So in the old days (pre-egg crack), I practiced regular self-care in the area of sexual satisfaction, enjoying solo sex several times a week. This allowed me to not pester my wife as much (that’s what it felt like anyway) and she didn’t have that pressure to perform. I felt like this was fair for her and since I always styled myself the selfless caregiver, I was okay with it.
Fast Forward To Transition
So when I started HRT, I was given a big list of ‘possible side-effects and disclaimers’ that I was expected to sign prior. It mentioned the drop in libido and volume. And I was so excited about getting breasts and being feminine, having a body more like me, that it was worth it. So I signed and got my meds and started my therapy.
The Early Months
I noticed changes in my performance after about two weeks of HRT; volume began going down, erections were harder to maintain — if I was a CIS guy they would have shipped me off to an ED (erectile dysfunction) clinic. But I persevered, because I know my body and I are in a love/hate relationship right now.
The Plot Thickens
While I remain attracted to female energy and form, the passion had cooled, I no longer felt the pull for visual stimulation. Yep, that included porn; nothing, zip, nada. I still noticed girls and their forms, but it had shifted to observation and occasional, “I want to be you,” envy. Times, they are-a changing…
Even The Orgasms Felt Off
But the orgasms were changing too. They were becoming less fulfilling; literally and figuratively. Erections came and went with annoying frequency, and when an orgasm did come, it was uncertain, furtive, and without much feeling. Volume was down to a few drops, clear. And even those tiny orgasms ‘reset’ the clock (the biology of the ‘rebound’ time, lol). I had gone from being able to have sex when I wanted (and had the privacy of course), sometimes several times a day, to barely being able to hold an erection, dribble a bit, and then not get any response for days.
Disappointed Much
Hell yes! Look here people, do I want good sex? Yes, yes I do! But HRT was making that impossible. So, yay to being able to feel more like myself, but I’m pretty sure my lady friends have orgasms too. Am I consigned to living my life as a celibate woman? The fun factor just went down a scosh or two. Yeesh.

(Stored data)
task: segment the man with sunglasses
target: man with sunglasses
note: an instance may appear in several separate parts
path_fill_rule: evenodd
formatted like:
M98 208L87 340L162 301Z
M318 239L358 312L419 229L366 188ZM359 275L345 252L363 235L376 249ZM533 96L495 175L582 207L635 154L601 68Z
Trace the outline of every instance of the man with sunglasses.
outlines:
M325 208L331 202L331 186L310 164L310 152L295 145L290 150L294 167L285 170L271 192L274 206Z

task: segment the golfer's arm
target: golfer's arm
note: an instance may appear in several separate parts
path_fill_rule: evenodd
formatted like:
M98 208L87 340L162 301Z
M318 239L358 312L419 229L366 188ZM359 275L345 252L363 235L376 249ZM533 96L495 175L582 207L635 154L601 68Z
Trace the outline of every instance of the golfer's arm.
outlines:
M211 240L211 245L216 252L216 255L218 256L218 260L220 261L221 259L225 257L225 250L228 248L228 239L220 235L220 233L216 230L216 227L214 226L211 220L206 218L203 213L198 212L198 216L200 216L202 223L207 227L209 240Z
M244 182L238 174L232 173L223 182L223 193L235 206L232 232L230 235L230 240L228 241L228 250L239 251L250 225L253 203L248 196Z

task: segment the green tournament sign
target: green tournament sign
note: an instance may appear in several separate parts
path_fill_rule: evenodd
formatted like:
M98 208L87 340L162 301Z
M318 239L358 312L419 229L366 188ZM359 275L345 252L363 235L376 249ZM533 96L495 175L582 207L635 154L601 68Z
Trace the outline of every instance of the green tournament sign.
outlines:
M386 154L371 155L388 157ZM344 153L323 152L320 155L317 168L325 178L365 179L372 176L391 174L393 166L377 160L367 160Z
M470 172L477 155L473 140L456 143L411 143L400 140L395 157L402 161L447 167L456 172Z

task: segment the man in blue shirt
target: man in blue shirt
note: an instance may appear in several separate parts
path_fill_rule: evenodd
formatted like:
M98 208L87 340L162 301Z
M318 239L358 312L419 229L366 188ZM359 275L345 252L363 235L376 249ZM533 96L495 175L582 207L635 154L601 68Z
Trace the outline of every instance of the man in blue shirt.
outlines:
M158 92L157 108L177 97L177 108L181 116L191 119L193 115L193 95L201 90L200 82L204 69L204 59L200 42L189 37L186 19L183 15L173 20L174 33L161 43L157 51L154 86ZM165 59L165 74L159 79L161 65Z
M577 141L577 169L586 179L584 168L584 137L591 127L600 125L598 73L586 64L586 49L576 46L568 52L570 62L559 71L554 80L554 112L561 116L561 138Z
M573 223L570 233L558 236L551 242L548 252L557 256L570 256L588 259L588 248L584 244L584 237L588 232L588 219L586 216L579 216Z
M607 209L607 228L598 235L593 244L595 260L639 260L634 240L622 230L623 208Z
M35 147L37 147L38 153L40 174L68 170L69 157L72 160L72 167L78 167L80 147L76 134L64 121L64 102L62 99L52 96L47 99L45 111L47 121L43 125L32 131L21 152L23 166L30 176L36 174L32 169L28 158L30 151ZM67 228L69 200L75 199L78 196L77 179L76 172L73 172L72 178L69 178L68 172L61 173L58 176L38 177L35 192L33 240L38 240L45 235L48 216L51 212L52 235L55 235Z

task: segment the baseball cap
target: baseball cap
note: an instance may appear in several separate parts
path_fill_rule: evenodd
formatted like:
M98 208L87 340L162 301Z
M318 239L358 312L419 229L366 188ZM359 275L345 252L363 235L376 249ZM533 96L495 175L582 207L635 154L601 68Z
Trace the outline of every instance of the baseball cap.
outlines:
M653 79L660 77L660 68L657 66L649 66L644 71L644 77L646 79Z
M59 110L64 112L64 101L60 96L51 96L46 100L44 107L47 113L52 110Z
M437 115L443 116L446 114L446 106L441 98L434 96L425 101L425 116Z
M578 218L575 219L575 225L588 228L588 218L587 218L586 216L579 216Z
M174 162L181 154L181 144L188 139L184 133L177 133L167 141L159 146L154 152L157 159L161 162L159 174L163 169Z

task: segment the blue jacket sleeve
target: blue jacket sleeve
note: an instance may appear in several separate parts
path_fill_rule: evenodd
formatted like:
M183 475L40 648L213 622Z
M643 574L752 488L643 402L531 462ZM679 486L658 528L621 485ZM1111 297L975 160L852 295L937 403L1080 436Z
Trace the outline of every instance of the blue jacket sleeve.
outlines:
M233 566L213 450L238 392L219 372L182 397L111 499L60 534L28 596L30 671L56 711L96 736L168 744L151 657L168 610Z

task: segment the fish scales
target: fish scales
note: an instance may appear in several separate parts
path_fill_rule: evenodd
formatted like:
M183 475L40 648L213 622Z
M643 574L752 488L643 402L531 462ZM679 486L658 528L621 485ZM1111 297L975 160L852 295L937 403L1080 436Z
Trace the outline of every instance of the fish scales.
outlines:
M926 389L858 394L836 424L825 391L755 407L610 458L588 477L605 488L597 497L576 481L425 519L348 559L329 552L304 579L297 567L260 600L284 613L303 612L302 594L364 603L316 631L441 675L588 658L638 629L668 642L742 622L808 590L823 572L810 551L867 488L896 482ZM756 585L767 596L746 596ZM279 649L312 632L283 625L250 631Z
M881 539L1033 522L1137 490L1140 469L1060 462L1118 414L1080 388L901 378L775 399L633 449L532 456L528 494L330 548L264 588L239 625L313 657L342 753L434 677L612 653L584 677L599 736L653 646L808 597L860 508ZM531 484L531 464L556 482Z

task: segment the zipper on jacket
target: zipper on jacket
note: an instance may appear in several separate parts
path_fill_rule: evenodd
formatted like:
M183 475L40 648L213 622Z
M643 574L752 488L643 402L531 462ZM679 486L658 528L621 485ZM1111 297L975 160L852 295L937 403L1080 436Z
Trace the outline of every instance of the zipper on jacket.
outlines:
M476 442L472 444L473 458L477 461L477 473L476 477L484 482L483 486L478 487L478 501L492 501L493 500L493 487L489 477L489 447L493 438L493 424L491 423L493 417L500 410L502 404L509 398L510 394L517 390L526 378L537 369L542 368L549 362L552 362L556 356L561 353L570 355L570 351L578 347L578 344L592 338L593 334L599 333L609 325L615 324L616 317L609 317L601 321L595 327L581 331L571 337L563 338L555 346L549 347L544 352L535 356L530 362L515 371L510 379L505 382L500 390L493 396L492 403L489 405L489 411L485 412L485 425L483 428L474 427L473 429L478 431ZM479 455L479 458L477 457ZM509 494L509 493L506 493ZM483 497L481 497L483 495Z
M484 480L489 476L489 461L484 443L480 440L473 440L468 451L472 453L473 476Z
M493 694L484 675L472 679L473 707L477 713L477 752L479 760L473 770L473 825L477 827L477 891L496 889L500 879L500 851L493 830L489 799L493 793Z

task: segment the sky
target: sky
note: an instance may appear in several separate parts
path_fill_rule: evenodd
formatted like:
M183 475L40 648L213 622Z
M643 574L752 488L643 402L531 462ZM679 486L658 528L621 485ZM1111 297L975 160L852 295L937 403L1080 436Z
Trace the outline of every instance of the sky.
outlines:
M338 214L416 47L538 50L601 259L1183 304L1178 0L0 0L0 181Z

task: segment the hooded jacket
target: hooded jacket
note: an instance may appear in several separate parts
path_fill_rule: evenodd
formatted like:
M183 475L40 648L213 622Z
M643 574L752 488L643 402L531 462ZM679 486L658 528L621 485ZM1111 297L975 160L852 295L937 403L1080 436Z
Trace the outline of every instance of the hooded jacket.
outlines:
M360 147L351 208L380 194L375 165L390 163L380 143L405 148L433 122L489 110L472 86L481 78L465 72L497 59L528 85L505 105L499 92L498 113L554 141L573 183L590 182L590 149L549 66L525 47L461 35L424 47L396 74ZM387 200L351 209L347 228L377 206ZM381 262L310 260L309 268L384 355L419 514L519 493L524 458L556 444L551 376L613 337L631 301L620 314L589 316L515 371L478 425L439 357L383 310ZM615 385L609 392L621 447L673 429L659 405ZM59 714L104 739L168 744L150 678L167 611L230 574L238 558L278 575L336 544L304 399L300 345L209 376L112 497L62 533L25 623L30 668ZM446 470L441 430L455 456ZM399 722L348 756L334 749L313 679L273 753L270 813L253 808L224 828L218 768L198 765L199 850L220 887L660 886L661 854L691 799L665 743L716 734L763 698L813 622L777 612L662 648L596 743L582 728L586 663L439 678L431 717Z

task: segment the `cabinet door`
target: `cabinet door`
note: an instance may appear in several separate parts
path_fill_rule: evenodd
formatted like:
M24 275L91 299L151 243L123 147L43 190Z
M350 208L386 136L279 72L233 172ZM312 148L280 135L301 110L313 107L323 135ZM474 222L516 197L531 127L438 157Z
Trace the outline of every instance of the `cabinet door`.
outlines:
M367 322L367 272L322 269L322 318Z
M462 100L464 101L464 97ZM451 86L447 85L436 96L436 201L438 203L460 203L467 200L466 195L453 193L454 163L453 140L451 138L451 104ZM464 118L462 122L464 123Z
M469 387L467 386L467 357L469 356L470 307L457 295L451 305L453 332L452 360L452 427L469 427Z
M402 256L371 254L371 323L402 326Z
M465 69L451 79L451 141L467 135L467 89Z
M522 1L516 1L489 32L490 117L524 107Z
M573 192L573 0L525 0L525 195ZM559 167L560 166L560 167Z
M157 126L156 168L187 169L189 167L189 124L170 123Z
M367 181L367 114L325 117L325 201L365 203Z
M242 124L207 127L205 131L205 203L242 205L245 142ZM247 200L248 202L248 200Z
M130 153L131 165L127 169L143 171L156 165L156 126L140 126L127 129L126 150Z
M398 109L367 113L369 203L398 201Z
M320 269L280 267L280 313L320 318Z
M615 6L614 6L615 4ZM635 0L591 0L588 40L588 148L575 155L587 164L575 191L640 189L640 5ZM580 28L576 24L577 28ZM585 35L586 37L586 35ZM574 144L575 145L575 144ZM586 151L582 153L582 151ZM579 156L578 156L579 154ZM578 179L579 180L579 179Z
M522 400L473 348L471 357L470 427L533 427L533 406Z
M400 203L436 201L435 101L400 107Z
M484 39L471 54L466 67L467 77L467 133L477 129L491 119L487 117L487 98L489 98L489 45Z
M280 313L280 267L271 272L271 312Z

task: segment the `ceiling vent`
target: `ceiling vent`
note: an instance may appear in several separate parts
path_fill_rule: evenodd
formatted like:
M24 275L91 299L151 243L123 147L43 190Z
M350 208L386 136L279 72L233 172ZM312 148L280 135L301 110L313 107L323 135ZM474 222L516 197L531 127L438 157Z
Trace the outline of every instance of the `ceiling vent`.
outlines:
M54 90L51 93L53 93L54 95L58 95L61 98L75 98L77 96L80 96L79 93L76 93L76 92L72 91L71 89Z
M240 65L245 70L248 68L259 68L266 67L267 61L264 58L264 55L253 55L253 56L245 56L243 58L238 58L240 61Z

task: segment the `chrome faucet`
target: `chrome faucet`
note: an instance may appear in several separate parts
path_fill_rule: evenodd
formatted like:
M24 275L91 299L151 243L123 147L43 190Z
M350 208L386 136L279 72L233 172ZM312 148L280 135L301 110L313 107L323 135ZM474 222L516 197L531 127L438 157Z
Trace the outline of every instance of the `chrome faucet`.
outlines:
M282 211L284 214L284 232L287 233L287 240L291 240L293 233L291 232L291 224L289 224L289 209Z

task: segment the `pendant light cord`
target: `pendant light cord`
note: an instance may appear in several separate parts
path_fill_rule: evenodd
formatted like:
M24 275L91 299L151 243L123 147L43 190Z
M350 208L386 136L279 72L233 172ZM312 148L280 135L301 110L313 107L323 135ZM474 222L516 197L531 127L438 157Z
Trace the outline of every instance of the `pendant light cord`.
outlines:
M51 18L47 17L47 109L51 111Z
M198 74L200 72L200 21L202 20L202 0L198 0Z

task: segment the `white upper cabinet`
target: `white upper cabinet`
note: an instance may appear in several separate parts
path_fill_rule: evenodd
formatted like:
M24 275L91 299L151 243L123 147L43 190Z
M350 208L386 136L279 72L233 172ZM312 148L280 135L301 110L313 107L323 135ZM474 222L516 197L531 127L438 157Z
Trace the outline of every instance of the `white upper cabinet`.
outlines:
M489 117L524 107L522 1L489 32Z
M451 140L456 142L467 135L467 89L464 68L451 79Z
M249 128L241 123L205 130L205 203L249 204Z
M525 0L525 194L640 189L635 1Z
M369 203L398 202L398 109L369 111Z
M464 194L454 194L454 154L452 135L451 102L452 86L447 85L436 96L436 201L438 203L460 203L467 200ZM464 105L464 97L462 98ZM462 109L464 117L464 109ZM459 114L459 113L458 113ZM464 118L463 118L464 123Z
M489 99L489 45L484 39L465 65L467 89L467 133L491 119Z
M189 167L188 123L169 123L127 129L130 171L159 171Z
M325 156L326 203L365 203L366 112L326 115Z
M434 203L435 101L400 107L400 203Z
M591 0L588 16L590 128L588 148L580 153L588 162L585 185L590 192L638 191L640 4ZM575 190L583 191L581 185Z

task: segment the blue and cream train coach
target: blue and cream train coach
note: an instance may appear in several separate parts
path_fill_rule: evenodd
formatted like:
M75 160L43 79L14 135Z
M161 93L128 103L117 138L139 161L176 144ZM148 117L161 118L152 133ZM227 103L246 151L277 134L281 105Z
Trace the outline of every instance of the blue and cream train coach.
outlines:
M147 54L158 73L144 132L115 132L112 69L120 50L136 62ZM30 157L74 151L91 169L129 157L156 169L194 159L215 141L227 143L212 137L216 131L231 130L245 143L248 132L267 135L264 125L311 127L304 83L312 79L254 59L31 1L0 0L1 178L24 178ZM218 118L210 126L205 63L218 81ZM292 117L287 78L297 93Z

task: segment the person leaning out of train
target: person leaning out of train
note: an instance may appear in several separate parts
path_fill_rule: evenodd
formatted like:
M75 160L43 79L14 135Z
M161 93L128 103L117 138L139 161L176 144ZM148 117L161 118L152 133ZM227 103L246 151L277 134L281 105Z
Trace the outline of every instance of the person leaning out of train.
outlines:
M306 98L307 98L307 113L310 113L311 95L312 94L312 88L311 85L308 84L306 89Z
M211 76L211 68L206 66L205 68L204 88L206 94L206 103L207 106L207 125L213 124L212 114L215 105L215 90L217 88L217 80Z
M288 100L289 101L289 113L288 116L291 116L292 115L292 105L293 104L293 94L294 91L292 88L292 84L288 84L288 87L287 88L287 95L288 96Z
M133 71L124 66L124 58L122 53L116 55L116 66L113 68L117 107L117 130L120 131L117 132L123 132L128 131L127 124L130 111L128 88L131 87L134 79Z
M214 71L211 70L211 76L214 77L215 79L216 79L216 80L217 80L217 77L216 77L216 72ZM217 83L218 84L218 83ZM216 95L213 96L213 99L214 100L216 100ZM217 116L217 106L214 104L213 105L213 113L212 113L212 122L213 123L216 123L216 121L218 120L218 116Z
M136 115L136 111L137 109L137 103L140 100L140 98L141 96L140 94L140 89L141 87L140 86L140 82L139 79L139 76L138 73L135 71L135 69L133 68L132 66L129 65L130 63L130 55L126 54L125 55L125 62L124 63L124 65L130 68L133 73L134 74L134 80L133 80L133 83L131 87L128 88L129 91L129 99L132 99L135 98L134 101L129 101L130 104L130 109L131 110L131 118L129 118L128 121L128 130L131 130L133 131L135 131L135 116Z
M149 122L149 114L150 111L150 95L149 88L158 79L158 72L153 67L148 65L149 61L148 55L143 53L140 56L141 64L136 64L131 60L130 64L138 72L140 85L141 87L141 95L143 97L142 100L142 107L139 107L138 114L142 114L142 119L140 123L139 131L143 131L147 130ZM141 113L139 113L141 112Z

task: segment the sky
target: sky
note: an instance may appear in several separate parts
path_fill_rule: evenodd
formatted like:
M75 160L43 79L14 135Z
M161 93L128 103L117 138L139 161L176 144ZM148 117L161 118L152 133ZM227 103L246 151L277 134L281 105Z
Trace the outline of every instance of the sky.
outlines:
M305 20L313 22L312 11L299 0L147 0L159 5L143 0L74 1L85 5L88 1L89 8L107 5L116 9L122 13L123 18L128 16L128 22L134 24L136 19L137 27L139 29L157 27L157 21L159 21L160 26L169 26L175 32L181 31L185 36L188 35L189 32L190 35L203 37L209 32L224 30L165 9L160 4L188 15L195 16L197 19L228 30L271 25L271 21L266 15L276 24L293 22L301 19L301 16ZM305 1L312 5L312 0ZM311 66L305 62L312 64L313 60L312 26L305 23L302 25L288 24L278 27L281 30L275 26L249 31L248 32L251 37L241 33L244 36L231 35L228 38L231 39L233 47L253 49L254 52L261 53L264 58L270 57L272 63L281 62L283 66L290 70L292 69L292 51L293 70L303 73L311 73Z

◆ **Task to carry out**:
Copy out the entire account of how HRT changed sexual response, word for word.

◆ **Answer to this exercise**:
So in the old days (pre-egg crack), I practiced regular self-care in the area of sexual satisfaction, enjoying solo sex several times a week. This allowed me to not pester my wife as much (that’s what it felt like anyway) and she didn’t have that pressure to perform. I felt like this was fair for her and since I always styled myself the selfless caregiver, I was okay with it.
Fast Forward To Transition
So when I started HRT, I was given a big list of ‘possible side-effects and disclaimers’ that I was expected to sign prior. It mentioned the drop in libido and volume. And I was so excited about getting breasts and being feminine, having a body more like me, that it was worth it. So I signed and got my meds and started my therapy.
The Early Months
I noticed changes in my performance after about two weeks of HRT; volume began going down, erections were harder to maintain — if I was a CIS guy they would have shipped me off to an ED (erectile dysfunction) clinic. But I persevered, because I know my body and I are in a love/hate relationship right now.
The Plot Thickens
While I remain attracted to female energy and form, the passion had cooled, I no longer felt the pull for visual stimulation. Yep, that included porn; nothing, zip, nada. I still noticed girls and their forms, but it had shifted to observation and occasional, “I want to be you,” envy. Times, they are-a changing…
Even The Orgasms Felt Off
But the orgasms were changing too. They were becoming less fulfilling; literally and figuratively. Erections came and went with annoying frequency, and when an orgasm did come, it was uncertain, furtive, and without much feeling. Volume was down to a few drops, clear. And even those tiny orgasms ‘reset’ the clock (the biology of the ‘rebound’ time, lol). I had gone from being able to have sex when I wanted (and had the privacy of course), sometimes several times a day, to barely being able to hold an erection, dribble a bit, and then not get any response for days.
Disappointed Much
Hell yes! Look here people, do I want good sex? Yes, yes I do! But HRT was making that impossible. So, yay to being able to feel more like myself, but I’m pretty sure my lady friends have orgasms too. Am I consigned to living my life as a celibate woman? The fun factor just went down a scosh or two. Yeesh.